Tasks –
a) Retype the blog text from "I am not at" up to and including "currently dividing Labour).".
b) According to the blog text, in what year was the unemployment benefit made available to anyone who was unemployed and willing to work?

Text section –

^^^^^^^^^^^^^^^^

Saturday, August 25, 2012

Banning fun and creativity

This blinkered, rigid 'philosophical' idea that food shouldn't be played with is quite awful. It pains me to read the silly opinions of people whose minds have been captured by ideas with no rational basis. These are the 'can't' people. They are everywhere but tragically they abound in education. What reasonable explanation can a child comprehend about why it is bad to play with food? Bad to make play dough; bad to use eggs or flour to make sticky pastes from which you can then create all sorts of weird and wonderful structures; bad to use food colourings and vegetables to make fantastic wallpaper; bad to use macaroni to make colourful necklaces; bad to use carrots to make snowmen noses; bad to use icing sugar to depict snow on wintry painting - the list is endless. If they don't get a good reason they either get resentful and rebellious or just repeat the stupid one and so the stupidity stretches on .

I am not at one with the world today. Probably never have been and never will be. The thinking and actions of too many people just goes from bad to worse. I'm going out with my dogs. Their behaviour makes more sense to me than that of some supposedly intelligent human-beings.

Friday, August 24, 2012

Jacinda Ardern in The Truth


Jacinda Ardern, Labour spokesperson for welfare, wrote an article , Welfare of the nation, which appeared in last week's Truth. Note she starts with her own door-knocking story which counteracts David Shearer's now infamous roof painter on a benefit (more evidence of the ideological split on welfare currently dividing Labour).

Door knocking in an area with low electoral enrolment last year, I met a woman who was ecstatic I could enrol her. When I asked what occupation she would like listed, she dropped her head and said: “I was a receptionist, but I’m a bit sick right now. I start chemotherapy soon. I’m so sorry”. I asked her why she was apologising and she replied “because I’m on a benefit”.
Nothing indicates to me more that something is wrong with our welfare system than when those who need help apologise for receiving it, and the minority who don’t need the support, but get it all the same, are portrayed as the norm.
The concept of the system hasn’t actually changed all that much since 1938, when the unemployment benefit was made available to anyone who was “unemployed, is capable of and willing to undertake suitable work, and has taken reasonable steps to secure employment”.
It was a social contract. Everyone paid into a collective pot, and if you fell ill or lost your job, you drew from the pot until you found work again. Simple. The concept remains unchanged, but not our perception of it. Why? And how do we restore the notion of true social security?

^^^^^^^^^^^^^^^^

Exercise data –
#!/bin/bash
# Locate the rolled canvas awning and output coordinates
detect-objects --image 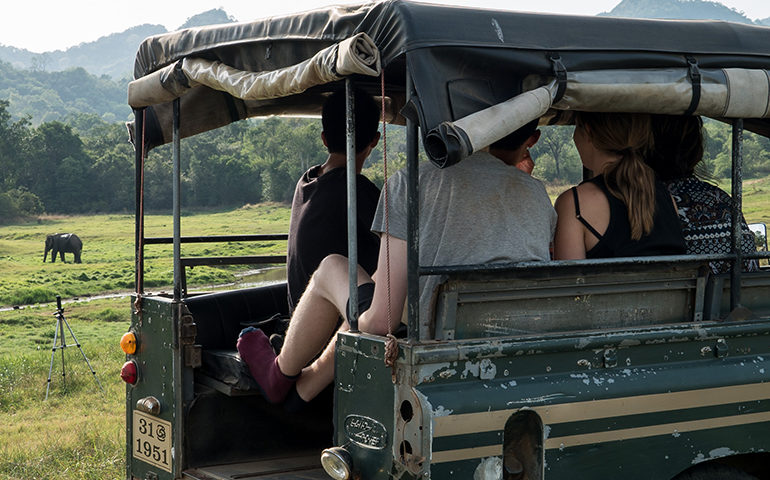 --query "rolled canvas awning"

^^^^^^^^^^^^^^^^

Exercise solutions –
a)
I am not at one with the world today. Probably never have been and never will be. The thinking and actions of too many people just goes from bad to worse. I'm going out with my dogs. Their behaviour makes more sense to me than that of some supposedly intelligent human-beings.

Friday, August 24, 2012

Jacinda Ardern in The Truth


Jacinda Ardern, Labour spokesperson for welfare, wrote an article , Welfare of the nation, which appeared in last week's Truth. Note she starts with her own door-knocking story which counteracts David Shearer's now infamous roof painter on a benefit (more evidence of the ideological split on welfare currently dividing Labour).

b) 1938